>>

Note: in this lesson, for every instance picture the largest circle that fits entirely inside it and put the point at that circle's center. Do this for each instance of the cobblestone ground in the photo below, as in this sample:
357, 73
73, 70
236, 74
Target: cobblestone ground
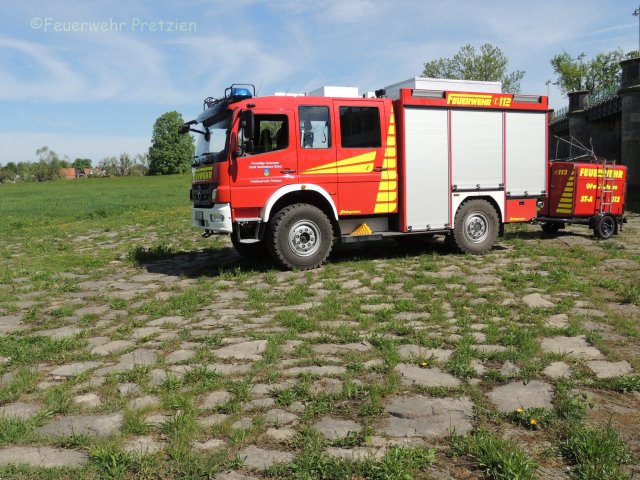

<<

TO BE DONE: Find each line in the data above that contains the word "cobblestone", matching case, and copy those lines out in full.

OUTPUT FOR THIS TASK:
Note: in this lesson, for every instance picture the largest circle that fits entirely inside it and put the point at that circle's center. Do this for each instance of the cobblestone ground in the photo below, as in this sample:
Target: cobblestone ground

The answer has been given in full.